§ **STUDY TEXT**
• • • • • • •

This defines a folder structure to keep your thoughts in, $JOURNAL/$YEAR/$MONTH/$DAY.md, titling and opening each file for you at a keystroke.

It's meant to encourage introspection by keeping it close at hand.

Works with (and through) any basic text editor, and is compatible with Diary.apk (if you can figure out a way to sync your locked-down Android files with your gnu/looniks freesoftware laptop), or any text editor with Markdown support like vscode or Ghostwriter).

Requirements:

  • GNU date (so, probably basically Linux-only, please forgive)
  • sh

Installation

Download and copy journal onto your PATH.

You can do this with

mkdir -p ~/.local/bin
echo "export PATH=$PATH:~/.local/bin" >> ~/.profile
ln journal ~/.local/bin/

Usage

( for now: see the comments in the shell script itself )


rjournal

This is a wrapper script that I use to share my journal across all of my computers.

Requirements

  • The same as above plus
  • mountpoint (from util-linux)

Installation

Install it the same way:

ln rjournal ~/.local/bin/

Get a remote disk somewhere, e.g. https://rsync.net, your own server, a VPS, a NextCloud server like https://cloudamo.com/ or https://thegood.cloud/ or https://www.owncube.com/, and setup a user-mountable entry in /etc/fstab for it:

user@example.com$ mkdir ~/Notebook
user@local$ mkdir ~/Notebook
# /etc/fstab
# ...

• • • • • • •

§ **WORK ORDER 1**
Using the journal README, answer the following:
(a) What folder structure does the journal tool define for storing entries?
(b) What is rjournal described as?
(c) Which package provides the mountpoint requirement?
§ **WORK ORDER 2**
State whether each statement agrees with the journal README, quoting the words that decide it:
(a) The journal tool requires GNU date.
(b) The Usage section gives full instructions for running the tool.
(c) rjournal is installed by a different method from journal.
§ **WORK ORDER 3**
Pick up the journal README where it stops and continue it.

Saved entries
• • • • • • •

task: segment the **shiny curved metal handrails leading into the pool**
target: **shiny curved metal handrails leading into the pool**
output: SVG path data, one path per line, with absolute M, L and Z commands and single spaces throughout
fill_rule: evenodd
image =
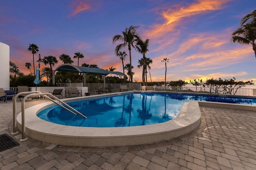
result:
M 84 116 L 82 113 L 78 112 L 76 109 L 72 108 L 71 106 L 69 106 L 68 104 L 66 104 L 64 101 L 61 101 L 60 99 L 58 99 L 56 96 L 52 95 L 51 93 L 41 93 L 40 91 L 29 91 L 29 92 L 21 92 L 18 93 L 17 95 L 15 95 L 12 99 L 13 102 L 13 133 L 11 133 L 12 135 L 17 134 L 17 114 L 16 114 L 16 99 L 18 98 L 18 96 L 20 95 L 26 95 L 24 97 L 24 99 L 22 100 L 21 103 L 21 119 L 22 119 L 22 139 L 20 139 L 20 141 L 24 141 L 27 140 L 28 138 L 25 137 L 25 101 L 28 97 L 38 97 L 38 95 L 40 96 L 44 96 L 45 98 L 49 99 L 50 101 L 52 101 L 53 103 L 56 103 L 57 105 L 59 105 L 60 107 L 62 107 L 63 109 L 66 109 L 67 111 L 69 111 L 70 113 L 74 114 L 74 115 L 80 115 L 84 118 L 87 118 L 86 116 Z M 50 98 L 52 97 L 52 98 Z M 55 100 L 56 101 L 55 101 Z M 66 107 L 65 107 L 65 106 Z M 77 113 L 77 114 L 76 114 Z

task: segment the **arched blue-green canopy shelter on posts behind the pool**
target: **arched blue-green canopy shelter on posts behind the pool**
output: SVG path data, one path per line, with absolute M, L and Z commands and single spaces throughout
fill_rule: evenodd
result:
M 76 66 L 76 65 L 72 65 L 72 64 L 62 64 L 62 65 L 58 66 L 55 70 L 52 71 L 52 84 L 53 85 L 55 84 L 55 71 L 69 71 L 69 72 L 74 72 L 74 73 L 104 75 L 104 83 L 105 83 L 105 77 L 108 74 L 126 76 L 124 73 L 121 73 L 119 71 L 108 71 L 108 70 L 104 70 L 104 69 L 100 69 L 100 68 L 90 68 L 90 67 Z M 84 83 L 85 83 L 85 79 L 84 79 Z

• • • • • • •

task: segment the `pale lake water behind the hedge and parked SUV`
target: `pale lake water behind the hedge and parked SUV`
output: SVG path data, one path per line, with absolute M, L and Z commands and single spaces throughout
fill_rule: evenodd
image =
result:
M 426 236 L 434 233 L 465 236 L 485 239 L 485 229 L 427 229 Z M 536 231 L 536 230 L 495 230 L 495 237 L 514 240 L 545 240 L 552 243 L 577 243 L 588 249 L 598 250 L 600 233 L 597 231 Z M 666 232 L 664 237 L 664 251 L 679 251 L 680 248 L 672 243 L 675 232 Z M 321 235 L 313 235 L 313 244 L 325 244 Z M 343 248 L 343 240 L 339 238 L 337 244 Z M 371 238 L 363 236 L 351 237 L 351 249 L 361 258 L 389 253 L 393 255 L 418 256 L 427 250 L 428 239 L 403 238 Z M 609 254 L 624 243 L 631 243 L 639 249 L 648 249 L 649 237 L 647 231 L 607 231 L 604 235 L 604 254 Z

• • • • • • •

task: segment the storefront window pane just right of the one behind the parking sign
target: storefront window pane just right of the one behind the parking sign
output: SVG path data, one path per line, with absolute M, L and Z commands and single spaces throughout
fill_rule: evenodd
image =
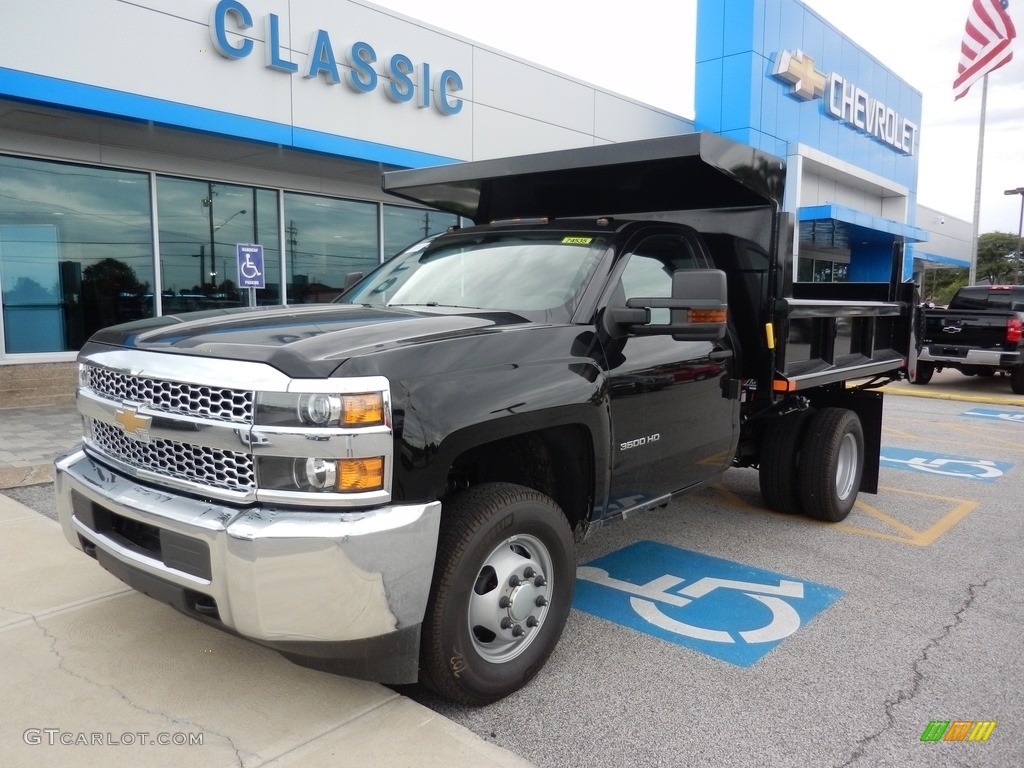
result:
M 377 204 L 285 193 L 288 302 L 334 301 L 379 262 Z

• • • • • • •

§ **TASK RESPONSE 1**
(a) $JOURNAL/$YEAR/$MONTH/$DAY.md
(b) A wrapper script used to share the journal across all of the author's computers.
(c) util-linux

§ **TASK RESPONSE 2**
(a) Yes: "GNU date (so, probably basically Linux-only, please forgive)"
(b) No: "( for now: see the comments in the shell script itself )"
(c) No: "Install it the same way:"

§ **TASK RESPONSE 3**
user@example.com:Notebook /home/user/Notebook fuse.sshfs idmap=user,reconnect,auto_unmount,transform_symlinks,noauto,user    0 0

(you could also use cifs/smb/afp/WebDAV/any of the other wild filesystem options out there, which would allow you to use Google Drive, Dropbox, etc)

echo "alias journal=rjournal" >> ~/.profile

(and reload your shell)

Then just

journal [DATE]

and you'll be journalling to the cloud. Hooray! (pick your server wisely, yah?)

Tips and Tricks

Try adding this to your ~/.bashrc:

if [ $(($RANDOM % 100)) -lt 30 ]; then
  echo "Your Hypertext Memory:"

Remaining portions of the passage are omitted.